"Je travaille dans une maison de fous", les meilleurs extraits Papier blanc et blanc papier

« "Quand le groupe nous a avalés, ça a été le grand chamboulement", raconte Yasmine H, 35 ans, acheteuse chez un jusque-là modeste industriel de l'agroalimentaire. (...) La déraisonnable direction du groupe regarda de près comment sa nouvelle acquisition menait ses affaires. Elle scruta particulièrement les dépenses. Combien coûtaient les matières premières ? Le personnel ? Les petites fournitures de bureau ?

désolé, il n'a plus de budget papier pour cette année.
Désolé, il n'a plus de budget papier pour cette année. © Vladimir Mucibabic - Fotolia.com

Les costumes-cravates du groupe tombèrent d'accord : il allait falloir serrer les boulons. Ils décidèrent une baisse de 5 % des coûts et rognèrent sur tout, y compris sur le budget papier. Sans en discuter avec les collaborateurs concernés.

Dix mois s'écoulent sans encombre, puis, mi-novembre, les choses se sont compliquées : "J'ai voulu imprimer une liste d'achats, rapporte Yasmine H. Il n'y avait plus de papier dans l'imprimante et plus une seule ramette non plus dans la réserve. Je suis allée au secrétariat demander qu'on passe une commande. Là, surprise, j'apprends que notre budget papier de l'année est épuisé : "Désolé, voyez si un autre service peut vous dépanner"."

Yasmine H. a fait le tour des services voisins, et découvert que tous avaient peu ou prou le même problème. Elle se tira d'affaire en vidant la moitié du papier d'une photocopieuse, mais ce ne fut que temporaire. Une semaine plus tard, toutes les réserves de papier de l'entreprise étaient épuisées. Le gérant, sous la pression des chefs de service, s'en alla frapper à la porte de la grande direction, au siège... où il se heurta à une fin de non-recevoir. "Les budgets n'ont pas à s'adapter à vos besoins, c'est à vous d'adapter vos besoins aux budgets, lui répondit-on. Ça fonctionne ainsi partout dans le groupe. Faites donc marcher votre imagination et trouvez-nous une solution qui ne coûte rien !"

→ Données sources:
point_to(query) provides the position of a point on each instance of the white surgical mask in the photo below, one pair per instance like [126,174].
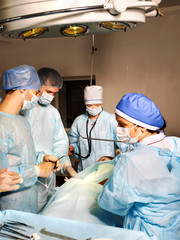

→ Série d'exercices:
A) Reproduisez l'extrait sur le budget papier depuis « Les costumes-cravates du » jusqu'à « les collaborateurs concernés. ».
B) Selon l'extrait sur le budget papier, de quel pourcentage la direction du groupe a-t-elle décidé de baisser les coûts ?
Les données ci-dessus sont indépendantes de l'extrait.

→ Réponses aux exercices:
A)
Les costumes-cravates du groupe tombèrent d'accord : il allait falloir serrer les boulons. Ils décidèrent une baisse de 5 % des coûts et rognèrent sur tout, y compris sur le budget papier. Sans en discuter avec les collaborateurs concernés.

B) De 5 %.